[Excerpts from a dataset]
[Start of Attachment]

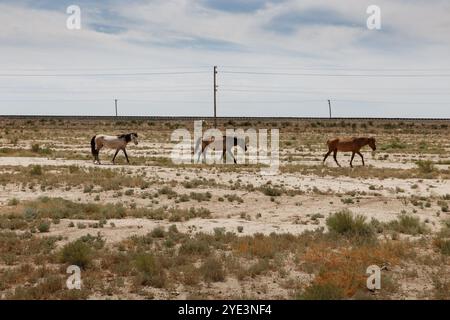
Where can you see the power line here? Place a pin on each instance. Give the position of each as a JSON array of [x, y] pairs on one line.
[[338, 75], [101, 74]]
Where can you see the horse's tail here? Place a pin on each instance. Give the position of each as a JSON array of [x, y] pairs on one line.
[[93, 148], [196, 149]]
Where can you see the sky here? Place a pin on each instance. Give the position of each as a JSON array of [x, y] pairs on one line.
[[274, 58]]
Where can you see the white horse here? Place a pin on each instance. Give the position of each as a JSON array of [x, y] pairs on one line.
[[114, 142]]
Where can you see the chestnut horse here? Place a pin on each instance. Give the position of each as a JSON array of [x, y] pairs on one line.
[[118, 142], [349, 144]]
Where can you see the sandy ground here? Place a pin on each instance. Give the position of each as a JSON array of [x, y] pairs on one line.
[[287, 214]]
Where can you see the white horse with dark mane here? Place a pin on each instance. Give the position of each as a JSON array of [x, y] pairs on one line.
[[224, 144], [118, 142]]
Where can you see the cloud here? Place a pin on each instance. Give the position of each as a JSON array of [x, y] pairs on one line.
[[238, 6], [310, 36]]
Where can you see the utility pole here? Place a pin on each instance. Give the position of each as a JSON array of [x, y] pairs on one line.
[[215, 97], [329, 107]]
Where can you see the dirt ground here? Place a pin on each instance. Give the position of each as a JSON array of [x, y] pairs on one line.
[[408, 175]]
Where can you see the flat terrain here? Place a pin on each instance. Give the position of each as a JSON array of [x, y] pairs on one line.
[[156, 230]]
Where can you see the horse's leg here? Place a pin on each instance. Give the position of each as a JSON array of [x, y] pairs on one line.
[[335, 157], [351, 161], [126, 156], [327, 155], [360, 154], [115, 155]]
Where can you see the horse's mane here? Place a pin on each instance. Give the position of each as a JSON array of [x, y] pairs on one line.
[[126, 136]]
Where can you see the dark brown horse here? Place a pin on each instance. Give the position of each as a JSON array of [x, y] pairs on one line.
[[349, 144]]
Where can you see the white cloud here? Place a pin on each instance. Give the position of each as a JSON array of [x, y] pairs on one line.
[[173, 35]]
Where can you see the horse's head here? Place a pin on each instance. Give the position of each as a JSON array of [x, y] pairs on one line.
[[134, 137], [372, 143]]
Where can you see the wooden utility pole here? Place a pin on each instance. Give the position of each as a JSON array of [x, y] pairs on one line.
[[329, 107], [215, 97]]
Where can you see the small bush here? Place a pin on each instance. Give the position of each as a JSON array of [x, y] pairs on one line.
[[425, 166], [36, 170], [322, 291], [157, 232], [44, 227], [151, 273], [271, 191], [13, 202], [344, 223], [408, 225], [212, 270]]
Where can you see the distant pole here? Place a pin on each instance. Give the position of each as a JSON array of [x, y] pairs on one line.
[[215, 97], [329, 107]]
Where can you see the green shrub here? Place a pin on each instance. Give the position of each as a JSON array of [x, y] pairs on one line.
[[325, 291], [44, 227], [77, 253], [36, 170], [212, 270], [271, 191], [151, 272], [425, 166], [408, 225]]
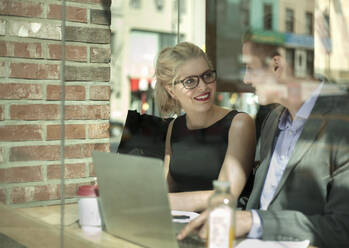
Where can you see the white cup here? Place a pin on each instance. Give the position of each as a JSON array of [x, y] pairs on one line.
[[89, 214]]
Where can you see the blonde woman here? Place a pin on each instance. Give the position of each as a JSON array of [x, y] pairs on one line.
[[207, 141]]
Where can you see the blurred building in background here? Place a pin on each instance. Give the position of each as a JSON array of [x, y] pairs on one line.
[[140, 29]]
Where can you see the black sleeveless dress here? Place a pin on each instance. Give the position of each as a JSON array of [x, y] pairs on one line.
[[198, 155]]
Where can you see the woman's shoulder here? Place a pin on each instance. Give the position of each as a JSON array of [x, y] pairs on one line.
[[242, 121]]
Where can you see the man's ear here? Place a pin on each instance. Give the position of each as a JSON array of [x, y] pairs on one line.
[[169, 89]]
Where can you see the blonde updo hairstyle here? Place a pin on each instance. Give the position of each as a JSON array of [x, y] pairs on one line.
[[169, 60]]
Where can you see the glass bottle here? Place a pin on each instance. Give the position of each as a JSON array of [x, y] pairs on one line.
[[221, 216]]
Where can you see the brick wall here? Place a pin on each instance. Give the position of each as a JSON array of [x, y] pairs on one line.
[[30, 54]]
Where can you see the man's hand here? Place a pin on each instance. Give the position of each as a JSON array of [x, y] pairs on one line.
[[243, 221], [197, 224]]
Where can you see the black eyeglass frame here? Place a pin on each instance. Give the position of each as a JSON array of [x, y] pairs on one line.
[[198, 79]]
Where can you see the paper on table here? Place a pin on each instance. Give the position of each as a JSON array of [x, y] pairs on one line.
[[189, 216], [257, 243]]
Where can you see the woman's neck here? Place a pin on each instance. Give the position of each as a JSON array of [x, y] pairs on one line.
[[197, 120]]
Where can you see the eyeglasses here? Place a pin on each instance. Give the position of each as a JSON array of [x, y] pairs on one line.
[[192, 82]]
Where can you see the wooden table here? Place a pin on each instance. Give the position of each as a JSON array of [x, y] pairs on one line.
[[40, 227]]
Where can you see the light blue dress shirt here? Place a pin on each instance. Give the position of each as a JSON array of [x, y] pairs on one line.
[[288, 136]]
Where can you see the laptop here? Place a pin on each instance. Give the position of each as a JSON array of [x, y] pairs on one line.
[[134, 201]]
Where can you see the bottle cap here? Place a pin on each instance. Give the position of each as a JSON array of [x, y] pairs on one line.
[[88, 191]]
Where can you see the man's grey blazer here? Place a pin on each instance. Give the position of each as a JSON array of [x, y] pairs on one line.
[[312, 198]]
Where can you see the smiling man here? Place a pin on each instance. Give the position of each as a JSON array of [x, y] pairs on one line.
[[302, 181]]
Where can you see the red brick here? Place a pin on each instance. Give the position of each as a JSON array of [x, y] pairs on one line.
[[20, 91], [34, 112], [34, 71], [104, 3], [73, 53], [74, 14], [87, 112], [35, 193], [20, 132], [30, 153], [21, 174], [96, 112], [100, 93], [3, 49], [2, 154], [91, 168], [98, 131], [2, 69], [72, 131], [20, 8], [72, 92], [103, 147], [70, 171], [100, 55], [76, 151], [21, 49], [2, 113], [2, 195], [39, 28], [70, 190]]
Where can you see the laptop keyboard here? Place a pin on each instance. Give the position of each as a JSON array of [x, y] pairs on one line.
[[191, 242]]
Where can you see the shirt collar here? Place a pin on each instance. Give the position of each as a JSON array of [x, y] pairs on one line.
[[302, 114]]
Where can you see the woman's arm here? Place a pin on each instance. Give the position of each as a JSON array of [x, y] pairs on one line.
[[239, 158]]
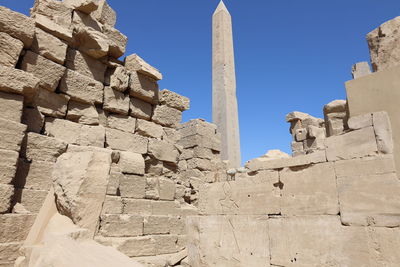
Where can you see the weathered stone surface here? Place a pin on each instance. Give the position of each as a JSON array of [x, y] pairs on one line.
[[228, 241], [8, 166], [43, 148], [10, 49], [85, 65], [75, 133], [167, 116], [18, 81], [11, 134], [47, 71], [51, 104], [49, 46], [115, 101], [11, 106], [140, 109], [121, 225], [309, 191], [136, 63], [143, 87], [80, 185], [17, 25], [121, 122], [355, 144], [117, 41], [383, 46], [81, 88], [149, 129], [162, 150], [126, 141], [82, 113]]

[End of Attachment]
[Start of Attachment]

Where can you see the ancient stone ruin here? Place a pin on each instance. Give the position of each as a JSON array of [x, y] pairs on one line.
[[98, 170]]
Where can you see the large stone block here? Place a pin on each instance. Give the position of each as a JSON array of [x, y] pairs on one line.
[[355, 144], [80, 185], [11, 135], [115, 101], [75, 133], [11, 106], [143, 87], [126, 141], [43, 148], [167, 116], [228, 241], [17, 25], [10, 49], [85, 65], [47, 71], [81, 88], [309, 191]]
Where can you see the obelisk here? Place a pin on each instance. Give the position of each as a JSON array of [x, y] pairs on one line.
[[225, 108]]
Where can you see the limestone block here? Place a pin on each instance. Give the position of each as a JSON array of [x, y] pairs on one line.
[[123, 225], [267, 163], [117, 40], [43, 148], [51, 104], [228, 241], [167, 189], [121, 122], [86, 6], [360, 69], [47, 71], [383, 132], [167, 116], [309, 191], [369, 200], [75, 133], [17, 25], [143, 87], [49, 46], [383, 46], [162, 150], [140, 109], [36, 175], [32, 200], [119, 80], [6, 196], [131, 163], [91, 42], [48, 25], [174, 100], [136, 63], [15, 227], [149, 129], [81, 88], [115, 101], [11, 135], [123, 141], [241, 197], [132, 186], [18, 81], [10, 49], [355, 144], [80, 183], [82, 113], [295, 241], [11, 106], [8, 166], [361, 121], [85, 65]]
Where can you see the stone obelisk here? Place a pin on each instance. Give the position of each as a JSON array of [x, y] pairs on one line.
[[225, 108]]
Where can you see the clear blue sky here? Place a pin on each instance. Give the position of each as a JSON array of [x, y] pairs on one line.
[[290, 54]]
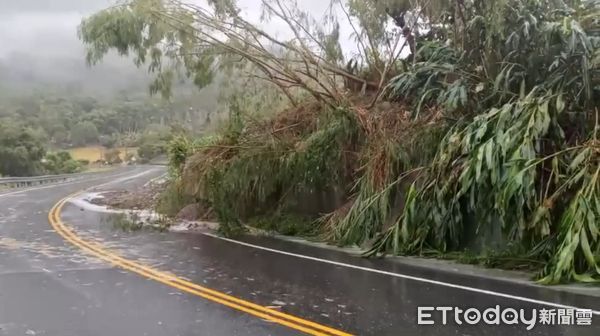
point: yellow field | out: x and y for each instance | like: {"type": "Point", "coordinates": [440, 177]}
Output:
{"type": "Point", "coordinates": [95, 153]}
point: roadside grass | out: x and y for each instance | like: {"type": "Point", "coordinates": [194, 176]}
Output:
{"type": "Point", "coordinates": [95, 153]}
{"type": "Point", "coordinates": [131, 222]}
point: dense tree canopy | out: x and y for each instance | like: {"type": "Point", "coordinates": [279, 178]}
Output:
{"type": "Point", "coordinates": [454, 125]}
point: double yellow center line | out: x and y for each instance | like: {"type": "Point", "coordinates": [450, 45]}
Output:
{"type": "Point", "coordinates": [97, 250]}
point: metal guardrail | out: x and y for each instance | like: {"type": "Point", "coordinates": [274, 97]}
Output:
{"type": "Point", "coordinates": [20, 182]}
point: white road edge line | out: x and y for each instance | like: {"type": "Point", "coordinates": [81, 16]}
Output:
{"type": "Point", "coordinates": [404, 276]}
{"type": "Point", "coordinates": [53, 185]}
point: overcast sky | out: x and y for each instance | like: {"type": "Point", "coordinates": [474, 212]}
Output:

[End of Attachment]
[Start of Attachment]

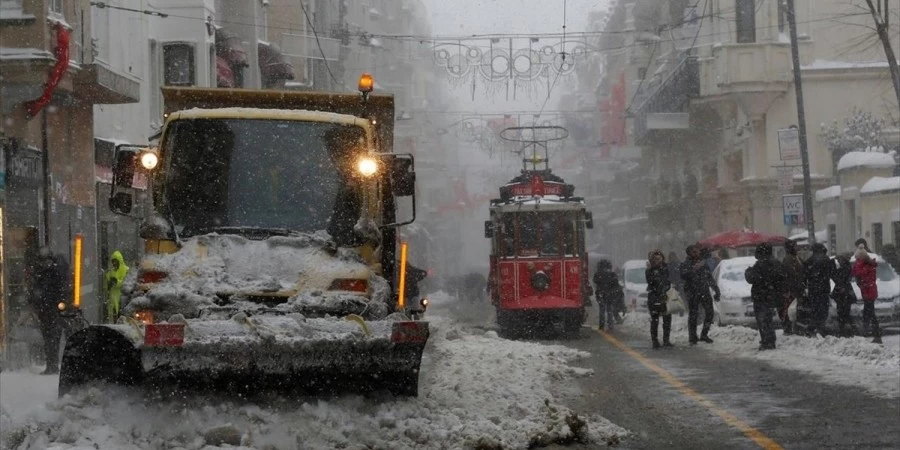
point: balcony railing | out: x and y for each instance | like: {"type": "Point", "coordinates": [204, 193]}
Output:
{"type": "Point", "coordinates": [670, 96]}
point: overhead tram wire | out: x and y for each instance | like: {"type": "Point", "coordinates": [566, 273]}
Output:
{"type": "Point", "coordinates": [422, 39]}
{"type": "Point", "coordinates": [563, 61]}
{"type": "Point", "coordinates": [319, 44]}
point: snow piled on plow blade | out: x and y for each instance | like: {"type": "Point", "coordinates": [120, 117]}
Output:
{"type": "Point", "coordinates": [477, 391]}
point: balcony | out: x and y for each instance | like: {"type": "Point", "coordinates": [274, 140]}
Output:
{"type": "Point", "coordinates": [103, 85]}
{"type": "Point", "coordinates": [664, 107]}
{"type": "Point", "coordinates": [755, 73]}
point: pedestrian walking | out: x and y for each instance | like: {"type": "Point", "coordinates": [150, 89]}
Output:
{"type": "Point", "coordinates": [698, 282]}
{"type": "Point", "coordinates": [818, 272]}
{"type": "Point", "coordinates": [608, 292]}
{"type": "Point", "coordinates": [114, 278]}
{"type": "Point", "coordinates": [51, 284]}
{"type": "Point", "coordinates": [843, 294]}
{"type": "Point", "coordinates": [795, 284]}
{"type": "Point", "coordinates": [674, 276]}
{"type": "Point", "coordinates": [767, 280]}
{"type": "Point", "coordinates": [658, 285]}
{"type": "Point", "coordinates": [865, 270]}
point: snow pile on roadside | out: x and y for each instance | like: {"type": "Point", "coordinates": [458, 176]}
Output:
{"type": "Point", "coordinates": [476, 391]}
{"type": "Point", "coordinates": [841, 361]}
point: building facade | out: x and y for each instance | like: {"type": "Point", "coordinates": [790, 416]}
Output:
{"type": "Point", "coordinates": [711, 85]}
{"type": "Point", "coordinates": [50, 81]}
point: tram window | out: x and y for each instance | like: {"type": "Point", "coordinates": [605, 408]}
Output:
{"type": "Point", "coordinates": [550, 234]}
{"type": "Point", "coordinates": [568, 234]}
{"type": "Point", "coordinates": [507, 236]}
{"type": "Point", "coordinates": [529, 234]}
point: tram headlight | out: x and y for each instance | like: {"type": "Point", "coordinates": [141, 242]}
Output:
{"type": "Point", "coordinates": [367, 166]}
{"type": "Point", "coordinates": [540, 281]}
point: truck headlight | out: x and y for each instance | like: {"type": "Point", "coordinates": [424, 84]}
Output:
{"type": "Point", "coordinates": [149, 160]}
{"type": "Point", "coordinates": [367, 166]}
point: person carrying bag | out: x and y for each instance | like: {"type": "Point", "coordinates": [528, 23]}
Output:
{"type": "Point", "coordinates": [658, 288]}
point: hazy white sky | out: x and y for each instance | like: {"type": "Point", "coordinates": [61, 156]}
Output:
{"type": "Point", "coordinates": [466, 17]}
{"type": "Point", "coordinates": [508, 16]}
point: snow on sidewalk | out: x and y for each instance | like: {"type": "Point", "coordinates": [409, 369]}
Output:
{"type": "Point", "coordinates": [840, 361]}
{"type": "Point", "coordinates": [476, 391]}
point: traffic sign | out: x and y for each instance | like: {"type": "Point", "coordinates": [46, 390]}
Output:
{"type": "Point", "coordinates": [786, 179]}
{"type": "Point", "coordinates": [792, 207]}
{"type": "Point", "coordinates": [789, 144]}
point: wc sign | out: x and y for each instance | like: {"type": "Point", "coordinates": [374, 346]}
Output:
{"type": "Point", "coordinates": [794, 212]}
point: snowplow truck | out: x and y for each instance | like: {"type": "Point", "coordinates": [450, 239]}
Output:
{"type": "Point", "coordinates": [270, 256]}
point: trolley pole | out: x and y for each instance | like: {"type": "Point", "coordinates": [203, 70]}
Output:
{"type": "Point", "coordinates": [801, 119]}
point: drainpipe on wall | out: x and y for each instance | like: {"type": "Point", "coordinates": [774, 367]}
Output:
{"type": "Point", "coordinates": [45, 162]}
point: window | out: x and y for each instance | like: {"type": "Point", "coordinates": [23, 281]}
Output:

[End of Attachment]

Whenever a line above includes "roadside", copy it in full.

**SOLUTION TO THE EXERCISE**
point: roadside grass | out: x and y for each instance | like: {"type": "Point", "coordinates": [194, 176]}
point: snow pile on roadside | out: x and y for each instance | like: {"type": "Point", "coordinates": [458, 176]}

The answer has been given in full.